# [The request]
Change each "Detect" in the lines below to "Locate" and write the lines out again with nothing else altered. Omit the picture from your answer.

Image region labeling entries

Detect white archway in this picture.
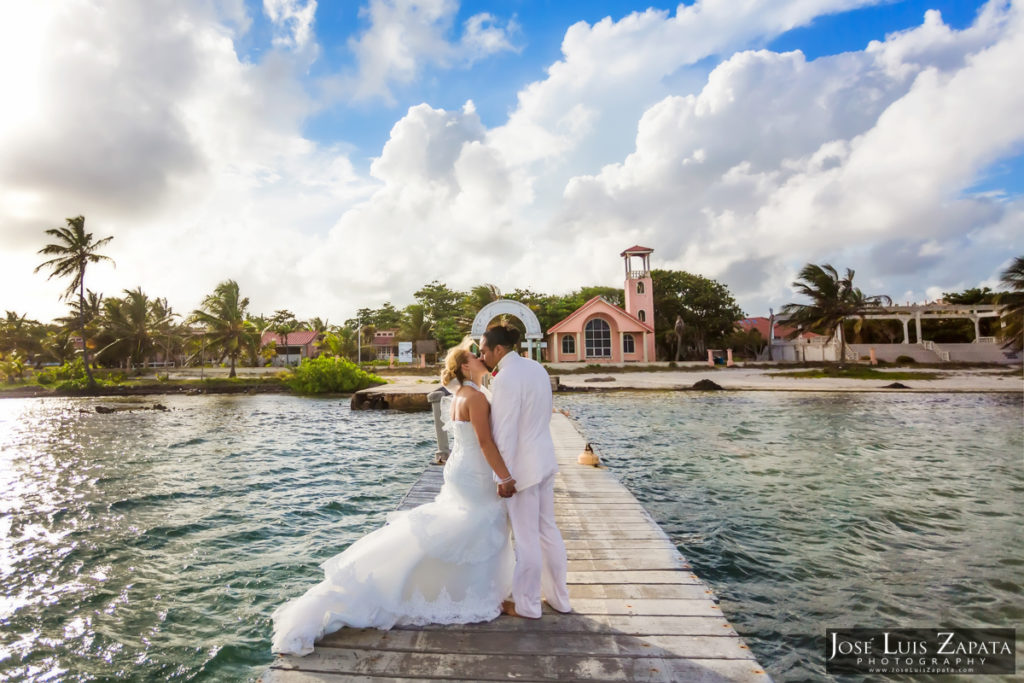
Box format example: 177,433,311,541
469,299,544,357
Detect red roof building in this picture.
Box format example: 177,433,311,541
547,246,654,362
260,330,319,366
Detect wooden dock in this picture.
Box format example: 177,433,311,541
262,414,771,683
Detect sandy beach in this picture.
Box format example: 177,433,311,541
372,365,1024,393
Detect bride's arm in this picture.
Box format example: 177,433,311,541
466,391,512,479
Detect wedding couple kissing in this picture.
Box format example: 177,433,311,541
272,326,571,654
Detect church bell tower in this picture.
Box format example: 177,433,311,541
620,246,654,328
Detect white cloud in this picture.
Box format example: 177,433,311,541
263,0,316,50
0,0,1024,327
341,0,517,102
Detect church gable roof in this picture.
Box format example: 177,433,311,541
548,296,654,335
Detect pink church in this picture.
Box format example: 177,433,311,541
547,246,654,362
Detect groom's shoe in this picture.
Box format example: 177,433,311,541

# [Result]
Locate white archway in this picture.
Box format example: 177,433,311,541
469,299,544,357
Locate red roof building in this picture.
Box format example: 177,433,311,541
547,246,654,362
260,330,319,366
Locate wooden dock in this picture.
Box format example: 177,433,311,541
262,414,771,683
Locate sandy beach in this picture.
Box format example: 177,433,311,541
372,365,1024,393
Locate bride's arm in this picture.
Box format example: 177,433,311,541
466,391,512,479
Locate wedding couple kissing in this picture.
Box format example: 177,433,311,541
272,326,571,654
Locate church bell tower in this picture.
Box format example: 177,433,311,541
620,246,654,328
Locate white cloud in this picture.
Box format example: 177,433,311,541
263,0,316,50
0,0,1024,327
341,0,517,102
Locate church gable roof in this picture.
Box format example: 177,433,311,541
548,296,654,335
Locate pink church in this picture.
Box format example: 177,433,311,541
547,246,654,362
Locate groom's shoe in this picture.
Box format example: 177,433,311,541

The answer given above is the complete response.